▶ **Reading text**
>> BEGIN

For 3L Matthew Diowatt, who was partnered with the Columbus-based nonprofit Friends of the Lower Olentangy Watershed, the course was an opportunity to learn from stakeholders with different points of view. Diowatt, who is also currently earning his master’s degree in environmental and natural resources at Ohio State, hopes to eventually work in climate change policy.

“The issues we talked about and discussed were incredibly complicated and there’s no silver bullet for them,” he said. “Working through that complexity requires working vertically and horizontally through institutions and various community stakeholders who are actually being affected by the policies and forming inroads so that they can speak to one another.”

As part of her community placement with Rubén Castilla Herrera, an organizer involved with grassroots movements like Central Ohio Worker Center and the Columbus Sanctuary Collective, Brooke Mangiarelli ’18 became immersed in the story of Edith Espinal, who has been in sanctuary at the Columbus Mennonite Church since 2017 to avoid deportation to Mexico.  Mangiarelli shadowed meetings with between church officials and Espinal’s family and observed local protests against U.S. Immigration and Customs Enforcement as well.

“It was really unique to see how the new immigration policies were impacting families rather than reading about it in a textbook and answering questions in a lecture hall,” said Mangiarelli, now an associate Bricker and Eckler LLP. “I got some really incredible, unique experiences out of that, which ultimately inspired me to get more involved with immigration law and to do pro bono immigration work.”

>> END

▶ **Records**
>> BEGIN

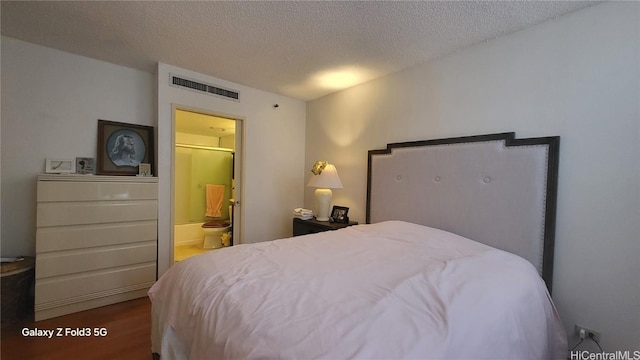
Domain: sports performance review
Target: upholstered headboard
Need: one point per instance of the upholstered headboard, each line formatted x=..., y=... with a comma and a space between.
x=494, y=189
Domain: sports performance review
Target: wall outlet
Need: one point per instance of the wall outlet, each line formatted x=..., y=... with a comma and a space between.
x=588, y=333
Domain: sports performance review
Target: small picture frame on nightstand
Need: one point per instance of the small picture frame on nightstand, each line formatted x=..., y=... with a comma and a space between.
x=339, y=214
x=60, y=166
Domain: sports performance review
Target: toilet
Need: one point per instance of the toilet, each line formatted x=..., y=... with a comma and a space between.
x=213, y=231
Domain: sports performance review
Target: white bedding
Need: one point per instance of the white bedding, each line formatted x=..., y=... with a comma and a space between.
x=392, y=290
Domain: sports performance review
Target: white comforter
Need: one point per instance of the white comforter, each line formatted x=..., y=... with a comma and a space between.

>> END
>> BEGIN

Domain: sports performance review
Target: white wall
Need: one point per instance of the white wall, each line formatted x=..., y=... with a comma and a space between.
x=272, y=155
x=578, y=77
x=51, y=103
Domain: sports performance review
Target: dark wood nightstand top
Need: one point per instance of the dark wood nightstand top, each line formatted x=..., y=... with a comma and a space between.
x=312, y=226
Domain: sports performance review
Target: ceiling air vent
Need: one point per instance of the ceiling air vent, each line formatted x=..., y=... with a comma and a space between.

>> END
>> BEGIN

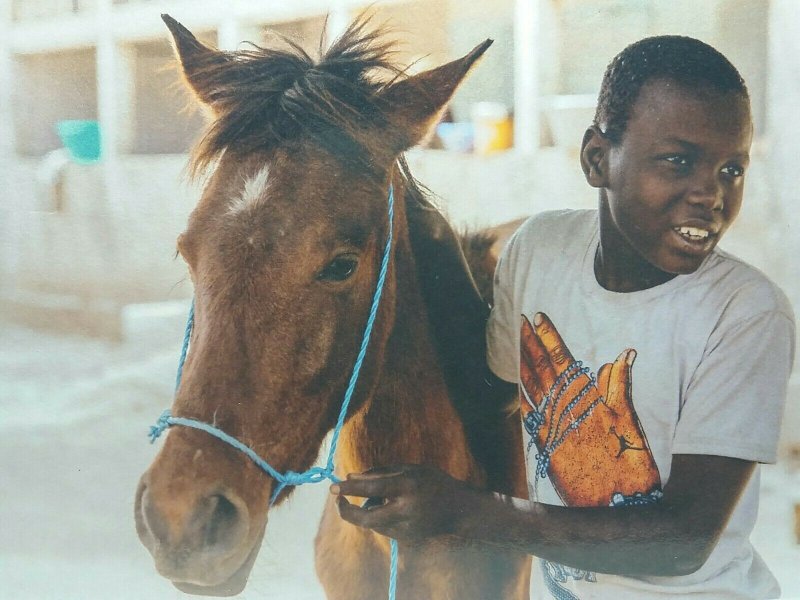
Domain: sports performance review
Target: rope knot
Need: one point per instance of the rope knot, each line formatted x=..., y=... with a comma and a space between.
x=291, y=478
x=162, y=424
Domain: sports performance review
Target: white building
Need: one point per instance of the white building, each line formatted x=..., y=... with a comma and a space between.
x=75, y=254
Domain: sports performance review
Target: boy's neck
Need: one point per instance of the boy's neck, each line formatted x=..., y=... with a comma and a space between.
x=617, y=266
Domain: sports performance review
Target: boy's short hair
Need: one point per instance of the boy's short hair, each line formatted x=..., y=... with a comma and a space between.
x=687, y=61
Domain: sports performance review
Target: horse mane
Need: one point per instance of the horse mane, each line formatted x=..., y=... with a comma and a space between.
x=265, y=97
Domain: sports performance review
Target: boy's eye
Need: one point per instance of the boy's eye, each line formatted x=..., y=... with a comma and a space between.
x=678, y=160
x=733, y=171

>> END

▶ **Actions to take**
(a) Answer these questions using the passage on law students' community placements.
(i) Which Columbus-based nonprofit was Matthew Diowatt partnered with?
(ii) Since what year has Edith Espinal been in sanctuary at the Columbus Mennonite Church?
(iii) What kind of work does Brooke Mangiarelli say the experience inspired her to do?
(b) Print the part of the passage on law students' community placements that opens with the words containing "As part of her" and closes with "Enforcement as well.".
(c) Write what follows the last sentence of the passage on law students' community placements, continuing it from that point.

▶ **Responses in order**
(a)
(i) Friends of the Lower Olentangy Watershed
(ii) 2017
(iii) It inspired her to get more involved with immigration law and to do pro bono immigration work.

(b)
As part of her community placement with Rubén Castilla Herrera, an organizer involved with grassroots movements like Central Ohio Worker Center and the Columbus Sanctuary Collective, Brooke Mangiarelli ’18 became immersed in the story of Edith Espinal, who has been in sanctuary at the Columbus Mennonite Church since 2017 to avoid deportation to Mexico.  Mangiarelli shadowed meetings with between church officials and Espinal’s family and observed local protests against U.S. Immigration and Customs Enforcement as well.

(c)
Guest speakers throughout the semester included Chad Readler, Acting Assistant Attorney General, Civil Division, U.S. Department of Justice; Michael Cannon, director of health and policy studies at the Cato Institute; Megan Ceronsky, former Special Assistant to the President and Associate Counsel to the President during the Obama administration; Timothy Jost, a former professor at Moritz; and Marbre Stahly Butts, Director of Partnerships at Law for Black Lives. Moritz faculty who shared their expertise included Professors Amna Akbar, Cinnamon Carlarne, Ric Simmons, and Chris Walker.  

“The time seemed right to develop a new kind of law school course, one that would not only introduce students to a range of contemporary legal developments but that would also give them a chance to work with and across their viewpoint differences to engage and educate the larger community about the rule of law and the institutions, laws, and policies that give shape to the qualities and directions of our lives,” Spindelman said. “Law students, I knew, could make a difference in the communities that we all live in by sharing what they were learning about the rule of law, substantive policy, and the power of conversation—both talking and listening. In truly remarkable ways, the students in this course turned the learning they were doing into a rich source of community-empowerment and community-building.”